### Recorded information
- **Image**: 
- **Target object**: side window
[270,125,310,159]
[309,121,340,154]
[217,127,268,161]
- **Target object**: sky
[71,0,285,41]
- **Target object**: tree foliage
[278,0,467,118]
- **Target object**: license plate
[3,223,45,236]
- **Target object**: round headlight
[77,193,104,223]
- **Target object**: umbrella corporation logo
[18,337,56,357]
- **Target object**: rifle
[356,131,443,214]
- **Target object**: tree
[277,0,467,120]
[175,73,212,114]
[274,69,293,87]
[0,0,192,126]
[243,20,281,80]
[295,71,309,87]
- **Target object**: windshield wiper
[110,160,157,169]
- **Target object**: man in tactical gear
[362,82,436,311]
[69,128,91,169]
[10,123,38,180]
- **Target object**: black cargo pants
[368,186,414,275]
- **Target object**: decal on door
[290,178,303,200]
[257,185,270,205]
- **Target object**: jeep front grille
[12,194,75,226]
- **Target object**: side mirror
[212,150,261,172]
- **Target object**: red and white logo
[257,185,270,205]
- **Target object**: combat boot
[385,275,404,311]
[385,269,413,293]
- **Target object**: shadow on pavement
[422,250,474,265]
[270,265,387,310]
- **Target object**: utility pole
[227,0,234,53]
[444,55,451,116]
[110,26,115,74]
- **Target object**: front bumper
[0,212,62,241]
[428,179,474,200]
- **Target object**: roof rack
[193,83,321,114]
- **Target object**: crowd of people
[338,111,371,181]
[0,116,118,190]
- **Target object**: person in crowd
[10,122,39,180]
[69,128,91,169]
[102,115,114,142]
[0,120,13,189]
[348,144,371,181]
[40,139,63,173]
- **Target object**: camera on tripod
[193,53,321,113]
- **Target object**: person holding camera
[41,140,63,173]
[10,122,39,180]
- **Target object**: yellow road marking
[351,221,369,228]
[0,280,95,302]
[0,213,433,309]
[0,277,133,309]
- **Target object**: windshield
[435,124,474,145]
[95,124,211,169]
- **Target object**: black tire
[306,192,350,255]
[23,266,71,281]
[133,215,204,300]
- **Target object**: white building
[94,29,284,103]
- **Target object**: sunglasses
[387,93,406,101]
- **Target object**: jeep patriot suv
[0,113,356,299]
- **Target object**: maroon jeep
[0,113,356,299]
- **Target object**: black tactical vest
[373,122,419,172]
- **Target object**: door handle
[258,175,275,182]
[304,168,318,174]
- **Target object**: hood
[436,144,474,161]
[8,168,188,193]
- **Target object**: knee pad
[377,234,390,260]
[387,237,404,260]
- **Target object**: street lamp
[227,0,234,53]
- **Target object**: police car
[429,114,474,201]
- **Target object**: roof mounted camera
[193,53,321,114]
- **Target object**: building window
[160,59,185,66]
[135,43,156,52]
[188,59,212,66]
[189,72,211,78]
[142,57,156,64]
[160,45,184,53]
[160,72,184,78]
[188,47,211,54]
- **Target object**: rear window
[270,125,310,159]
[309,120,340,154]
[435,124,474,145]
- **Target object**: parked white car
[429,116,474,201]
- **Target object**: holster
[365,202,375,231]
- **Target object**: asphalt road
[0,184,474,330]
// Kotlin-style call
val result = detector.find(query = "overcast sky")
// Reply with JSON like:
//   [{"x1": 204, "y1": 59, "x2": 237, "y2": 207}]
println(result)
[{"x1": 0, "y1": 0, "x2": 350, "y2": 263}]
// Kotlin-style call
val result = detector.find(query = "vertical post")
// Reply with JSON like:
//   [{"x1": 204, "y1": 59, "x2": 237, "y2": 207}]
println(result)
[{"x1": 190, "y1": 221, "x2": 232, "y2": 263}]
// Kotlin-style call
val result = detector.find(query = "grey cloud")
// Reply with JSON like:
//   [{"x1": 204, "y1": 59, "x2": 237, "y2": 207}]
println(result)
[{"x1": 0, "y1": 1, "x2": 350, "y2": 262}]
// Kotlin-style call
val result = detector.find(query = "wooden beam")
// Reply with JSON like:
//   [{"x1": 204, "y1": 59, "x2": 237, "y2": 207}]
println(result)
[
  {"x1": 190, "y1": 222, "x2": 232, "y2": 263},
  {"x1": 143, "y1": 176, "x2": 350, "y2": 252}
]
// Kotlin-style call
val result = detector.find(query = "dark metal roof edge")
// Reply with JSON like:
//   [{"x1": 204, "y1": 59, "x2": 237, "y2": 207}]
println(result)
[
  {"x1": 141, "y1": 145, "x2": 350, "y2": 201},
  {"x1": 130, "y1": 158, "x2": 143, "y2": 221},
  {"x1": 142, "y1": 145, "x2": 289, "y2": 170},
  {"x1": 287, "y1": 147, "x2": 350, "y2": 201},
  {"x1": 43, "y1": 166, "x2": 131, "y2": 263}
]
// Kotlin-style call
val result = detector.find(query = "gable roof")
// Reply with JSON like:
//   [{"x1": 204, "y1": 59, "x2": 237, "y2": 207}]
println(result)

### Set problem
Could you print all of the records above once more, line for line and with no changes?

### Written reply
- **Image**: 
- **Target object**: side window
[270,125,310,159]
[309,121,340,154]
[217,127,268,161]
- **Target object**: sky
[71,0,285,41]
- **Target object**: tree foliage
[278,0,467,118]
- **Target object**: license plate
[3,223,45,236]
- **Target object**: round headlight
[77,193,104,223]
- **Target object**: umbrella corporation logo
[18,337,56,357]
- **Target object**: rifle
[356,131,443,214]
- **Target object**: tree
[277,0,467,120]
[175,73,212,114]
[274,69,293,87]
[0,0,192,126]
[243,20,281,80]
[295,71,309,87]
- **Target object**: windshield wiper
[110,160,157,169]
- **Target object**: man in tactical gear
[362,82,436,311]
[69,128,91,169]
[10,123,38,180]
- **Target object**: black cargo pants
[368,186,414,275]
- **Target object**: decal on door
[290,178,303,200]
[257,185,270,205]
- **Target object**: jeep front grille
[12,194,75,226]
- **Target object**: side mirror
[212,150,261,172]
- **Target object**: red and white logo
[257,185,270,205]
- **Target object**: combat boot
[385,275,404,311]
[385,269,413,293]
- **Target object**: shadow on pavement
[422,250,474,265]
[270,265,387,310]
- **Target object**: utility pole
[227,0,234,53]
[444,55,451,116]
[110,26,115,74]
- **Target object**: front bumper
[0,212,62,241]
[428,179,474,200]
- **Target object**: roof rack
[193,83,321,114]
- **Target object**: crowd of people
[338,111,371,181]
[0,116,118,190]
- **Target object**: person in crowd
[10,122,39,180]
[69,128,91,169]
[102,115,114,142]
[0,120,13,189]
[348,144,371,181]
[40,139,63,173]
- **Target object**: camera on tripod
[193,53,321,113]
- **Target object**: person holding camera
[41,140,63,173]
[10,122,39,180]
- **Target object**: yellow road marking
[351,221,369,228]
[0,280,95,302]
[0,213,433,309]
[0,277,133,309]
- **Target object**: windshield
[435,124,474,145]
[95,124,211,169]
- **Target object**: black tire
[306,192,350,255]
[23,266,71,281]
[133,215,204,300]
- **Target object**: white building
[94,29,284,103]
- **Target object**: sunglasses
[387,93,406,101]
- **Target object**: jeep patriot suv
[0,113,356,299]
- **Target object**: maroon jeep
[0,113,356,299]
- **Target object**: black tactical vest
[373,122,419,172]
- **Target object**: door handle
[258,175,275,182]
[304,168,318,174]
- **Target object**: hood
[436,144,474,161]
[8,168,188,193]
- **Target object**: knee pad
[377,234,390,260]
[387,237,404,260]
- **Target object**: street lamp
[227,0,234,53]
- **Target object**: police car
[429,114,474,201]
- **Target object**: roof mounted camera
[193,53,321,114]
- **Target object**: building window
[160,59,185,66]
[135,43,156,52]
[188,59,212,66]
[189,72,211,78]
[142,57,156,64]
[160,45,184,53]
[160,72,184,78]
[188,47,211,54]
- **Target object**: rear window
[270,125,310,159]
[309,120,340,154]
[435,124,474,145]
- **Target object**: parked white car
[429,116,474,201]
- **Target object**: holster
[365,202,375,231]
- **Target object**: asphalt road
[0,184,474,330]
// Kotlin-style call
val result = detector.find(query = "overcast sky")
// Reply with JSON like:
//   [{"x1": 204, "y1": 59, "x2": 237, "y2": 207}]
println(result)
[{"x1": 0, "y1": 0, "x2": 350, "y2": 263}]
// Kotlin-style call
val result = detector.find(query = "vertical post")
// Reply with JSON like:
//   [{"x1": 204, "y1": 59, "x2": 237, "y2": 207}]
println(result)
[{"x1": 190, "y1": 221, "x2": 232, "y2": 263}]
// Kotlin-style call
val result = detector.find(query = "grey cloud")
// Reply with JSON like:
//   [{"x1": 204, "y1": 59, "x2": 237, "y2": 207}]
println(result)
[{"x1": 0, "y1": 1, "x2": 350, "y2": 262}]
// Kotlin-style call
val result = detector.find(query = "wooden beam")
// Reply with JSON like:
//   [{"x1": 204, "y1": 59, "x2": 237, "y2": 207}]
println(result)
[
  {"x1": 190, "y1": 222, "x2": 232, "y2": 263},
  {"x1": 143, "y1": 176, "x2": 350, "y2": 252}
]
// Kotlin-style call
val result = detector.find(query = "dark metal roof edge")
// Reply with JSON like:
//   [{"x1": 204, "y1": 59, "x2": 237, "y2": 207}]
println(result)
[
  {"x1": 141, "y1": 145, "x2": 350, "y2": 201},
  {"x1": 130, "y1": 158, "x2": 143, "y2": 221},
  {"x1": 142, "y1": 145, "x2": 289, "y2": 170},
  {"x1": 287, "y1": 147, "x2": 350, "y2": 201},
  {"x1": 43, "y1": 166, "x2": 131, "y2": 263}
]
// Kotlin-style call
val result = detector.find(query = "gable roof")
// Reply with JSON like:
//   [{"x1": 204, "y1": 59, "x2": 237, "y2": 207}]
println(result)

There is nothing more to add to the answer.